Request – Copy each of the rows below word for word.

Task material –
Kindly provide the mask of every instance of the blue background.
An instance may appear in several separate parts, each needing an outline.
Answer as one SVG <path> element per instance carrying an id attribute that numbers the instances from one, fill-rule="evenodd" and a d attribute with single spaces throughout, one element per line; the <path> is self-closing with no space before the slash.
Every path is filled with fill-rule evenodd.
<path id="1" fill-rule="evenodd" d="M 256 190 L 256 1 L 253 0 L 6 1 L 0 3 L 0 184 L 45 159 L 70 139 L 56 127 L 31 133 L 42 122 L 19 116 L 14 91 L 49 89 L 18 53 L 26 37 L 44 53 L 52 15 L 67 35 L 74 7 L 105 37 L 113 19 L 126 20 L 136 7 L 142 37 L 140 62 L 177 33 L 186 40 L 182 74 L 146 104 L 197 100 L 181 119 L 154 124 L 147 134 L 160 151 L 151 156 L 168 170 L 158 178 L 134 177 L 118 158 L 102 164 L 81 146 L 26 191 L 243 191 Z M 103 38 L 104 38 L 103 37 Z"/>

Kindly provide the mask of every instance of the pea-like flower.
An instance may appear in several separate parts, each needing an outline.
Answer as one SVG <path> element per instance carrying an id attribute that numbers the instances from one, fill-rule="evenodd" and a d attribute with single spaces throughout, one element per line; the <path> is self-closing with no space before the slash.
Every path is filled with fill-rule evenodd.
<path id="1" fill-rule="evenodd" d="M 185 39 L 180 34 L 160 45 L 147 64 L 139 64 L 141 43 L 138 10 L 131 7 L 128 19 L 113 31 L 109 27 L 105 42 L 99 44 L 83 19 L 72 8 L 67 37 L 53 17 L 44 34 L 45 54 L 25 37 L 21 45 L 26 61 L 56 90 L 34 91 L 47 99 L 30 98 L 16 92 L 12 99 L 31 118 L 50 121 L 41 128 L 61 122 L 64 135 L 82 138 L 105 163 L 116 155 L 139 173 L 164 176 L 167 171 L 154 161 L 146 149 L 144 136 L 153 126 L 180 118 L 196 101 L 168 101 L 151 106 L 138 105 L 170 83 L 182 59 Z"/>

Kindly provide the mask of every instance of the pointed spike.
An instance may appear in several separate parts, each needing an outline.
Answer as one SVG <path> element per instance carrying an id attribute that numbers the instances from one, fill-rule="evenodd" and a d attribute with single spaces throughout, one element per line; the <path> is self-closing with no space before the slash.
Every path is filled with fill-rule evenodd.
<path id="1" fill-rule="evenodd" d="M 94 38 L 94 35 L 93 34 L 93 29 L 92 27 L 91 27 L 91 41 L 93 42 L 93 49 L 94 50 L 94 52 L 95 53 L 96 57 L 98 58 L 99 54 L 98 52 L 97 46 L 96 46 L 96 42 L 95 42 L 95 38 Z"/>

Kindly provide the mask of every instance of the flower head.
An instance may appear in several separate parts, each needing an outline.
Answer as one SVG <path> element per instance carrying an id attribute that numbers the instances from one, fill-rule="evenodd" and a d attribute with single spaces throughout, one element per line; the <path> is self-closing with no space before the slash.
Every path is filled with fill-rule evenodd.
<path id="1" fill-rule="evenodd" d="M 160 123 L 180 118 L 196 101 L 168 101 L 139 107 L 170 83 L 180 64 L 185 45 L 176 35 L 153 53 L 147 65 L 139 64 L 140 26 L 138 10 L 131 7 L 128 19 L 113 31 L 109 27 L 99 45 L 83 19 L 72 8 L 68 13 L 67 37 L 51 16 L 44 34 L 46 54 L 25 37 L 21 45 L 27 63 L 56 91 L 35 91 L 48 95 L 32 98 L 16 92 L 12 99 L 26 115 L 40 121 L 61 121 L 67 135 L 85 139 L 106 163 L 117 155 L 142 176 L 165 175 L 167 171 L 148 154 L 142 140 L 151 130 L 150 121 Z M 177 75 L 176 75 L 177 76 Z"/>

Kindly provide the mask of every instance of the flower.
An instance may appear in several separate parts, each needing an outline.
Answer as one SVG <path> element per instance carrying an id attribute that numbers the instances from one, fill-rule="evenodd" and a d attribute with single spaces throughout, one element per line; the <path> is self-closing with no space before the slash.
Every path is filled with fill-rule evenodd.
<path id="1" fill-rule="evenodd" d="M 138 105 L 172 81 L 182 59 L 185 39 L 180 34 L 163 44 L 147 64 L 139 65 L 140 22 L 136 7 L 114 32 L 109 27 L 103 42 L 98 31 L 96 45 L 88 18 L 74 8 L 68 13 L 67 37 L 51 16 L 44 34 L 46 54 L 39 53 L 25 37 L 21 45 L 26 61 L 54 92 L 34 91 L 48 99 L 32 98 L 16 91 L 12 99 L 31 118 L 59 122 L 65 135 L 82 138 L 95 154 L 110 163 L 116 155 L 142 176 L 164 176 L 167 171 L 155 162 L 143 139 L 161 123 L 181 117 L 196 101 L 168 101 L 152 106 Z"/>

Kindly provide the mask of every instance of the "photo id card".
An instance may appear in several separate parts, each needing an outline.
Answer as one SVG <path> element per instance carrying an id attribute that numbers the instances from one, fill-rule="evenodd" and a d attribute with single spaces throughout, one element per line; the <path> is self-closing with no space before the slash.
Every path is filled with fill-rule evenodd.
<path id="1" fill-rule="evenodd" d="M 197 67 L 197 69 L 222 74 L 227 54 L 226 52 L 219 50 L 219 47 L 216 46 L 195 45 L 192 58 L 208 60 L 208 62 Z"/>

Full response –
Kindly provide the mask of every instance of the blue background.
An instance may appear in several separate parts, each needing an outline.
Answer as one SVG <path> element per instance carrying an id attribute that numbers the instances from one, fill-rule="evenodd" and a d attribute with single spaces throughout, one element per line; the <path> is self-closing with no space before the slash.
Every path is filled with fill-rule evenodd.
<path id="1" fill-rule="evenodd" d="M 256 190 L 256 1 L 253 0 L 6 1 L 0 3 L 0 184 L 45 159 L 70 139 L 56 127 L 31 133 L 42 122 L 19 116 L 14 91 L 49 89 L 18 53 L 26 37 L 44 53 L 52 15 L 67 35 L 74 7 L 105 37 L 113 19 L 126 20 L 136 7 L 142 37 L 140 62 L 177 33 L 186 40 L 182 74 L 146 104 L 197 100 L 181 119 L 154 124 L 147 134 L 160 151 L 151 156 L 168 170 L 158 178 L 134 177 L 118 158 L 102 164 L 81 146 L 26 191 L 243 191 Z M 103 38 L 104 38 L 103 37 Z"/>

Kindly provide the mask of every instance of the pea-like flower.
An instance may appear in several separate parts, each needing an outline.
Answer as one SVG <path> element per instance carrying an id attribute that numbers the instances from one, fill-rule="evenodd" and a d attribute with single spaces throughout, one element per line; the <path> is self-closing with no space before the slash.
Every path is filled with fill-rule evenodd.
<path id="1" fill-rule="evenodd" d="M 185 39 L 180 34 L 160 45 L 147 64 L 139 64 L 141 43 L 138 10 L 131 7 L 128 19 L 113 31 L 109 27 L 105 42 L 99 44 L 83 19 L 72 8 L 67 37 L 53 17 L 44 34 L 45 54 L 25 37 L 21 45 L 26 61 L 56 90 L 34 91 L 47 99 L 30 98 L 16 92 L 12 99 L 31 118 L 50 121 L 41 128 L 61 122 L 64 135 L 82 138 L 105 163 L 116 155 L 139 173 L 164 176 L 167 171 L 154 161 L 146 149 L 144 136 L 153 126 L 180 118 L 196 101 L 168 101 L 151 106 L 138 105 L 170 83 L 182 59 Z"/>

Kindly provide the mask of every instance of the pointed spike.
An instance may appear in several separate parts, each needing an outline.
Answer as one SVG <path> element per instance carrying an id attribute that numbers the instances from one, fill-rule="evenodd" and a d attribute with single spaces throughout, one element per line; the <path> is self-closing with no space before the slash.
Every path is filled with fill-rule evenodd.
<path id="1" fill-rule="evenodd" d="M 94 38 L 94 35 L 93 34 L 93 29 L 92 27 L 91 27 L 91 41 L 93 42 L 93 49 L 94 50 L 94 52 L 95 53 L 96 57 L 98 58 L 99 54 L 98 52 L 97 46 L 96 46 L 96 42 L 95 42 L 95 38 Z"/>

Kindly provide the mask of every instance of the flower head.
An instance may appear in several separate parts, each needing an outline.
Answer as one SVG <path> element per instance carrying an id attribute that numbers the instances from one, fill-rule="evenodd" and a d attribute with single spaces throughout, one element per line; the <path> is self-closing with no space before the slash.
Every path is filled with fill-rule evenodd.
<path id="1" fill-rule="evenodd" d="M 160 123 L 180 118 L 196 101 L 168 101 L 139 107 L 170 83 L 180 64 L 185 45 L 176 35 L 153 53 L 147 65 L 139 64 L 140 26 L 138 10 L 131 7 L 128 19 L 113 31 L 109 27 L 99 45 L 83 19 L 72 8 L 68 13 L 67 37 L 51 16 L 44 34 L 46 54 L 25 37 L 21 45 L 27 63 L 56 91 L 35 91 L 48 95 L 32 98 L 16 92 L 12 99 L 26 115 L 40 121 L 61 121 L 67 135 L 85 139 L 106 163 L 117 155 L 142 176 L 165 175 L 167 171 L 148 154 L 142 140 L 151 130 L 150 121 Z M 177 75 L 176 75 L 177 76 Z"/>

Kindly provide the mask of every instance of the flower.
An instance may appear in several separate parts, each needing an outline.
Answer as one SVG <path> element per instance carrying an id attribute that numbers the instances from one, fill-rule="evenodd" and a d attribute with single spaces throughout, one element per line; the <path> is self-closing with no space before the slash.
Every path is filled with fill-rule evenodd.
<path id="1" fill-rule="evenodd" d="M 138 105 L 172 81 L 182 59 L 185 39 L 180 34 L 163 44 L 147 64 L 139 65 L 140 22 L 136 7 L 114 32 L 109 27 L 103 42 L 98 31 L 96 45 L 88 18 L 74 8 L 68 13 L 67 37 L 51 16 L 44 34 L 46 54 L 39 53 L 25 37 L 21 45 L 26 61 L 54 92 L 34 91 L 48 99 L 32 98 L 16 91 L 12 99 L 31 118 L 59 122 L 65 135 L 82 138 L 95 154 L 110 163 L 116 155 L 142 176 L 164 176 L 167 171 L 155 162 L 143 139 L 161 123 L 181 117 L 196 101 L 168 101 L 152 106 Z"/>

Kindly provide the mask of every instance of the "photo id card".
An instance may appear in several separate parts, each needing an outline.
Answer as one SVG <path> element per instance carrying an id attribute that numbers the instances from one, fill-rule="evenodd" and a d attribute with single spaces throughout, one element per line; the <path> is self-closing with no space before the slash.
Every path is filled with fill-rule evenodd.
<path id="1" fill-rule="evenodd" d="M 197 67 L 197 69 L 222 74 L 227 54 L 226 52 L 219 50 L 219 47 L 216 46 L 195 45 L 192 58 L 208 60 L 208 62 Z"/>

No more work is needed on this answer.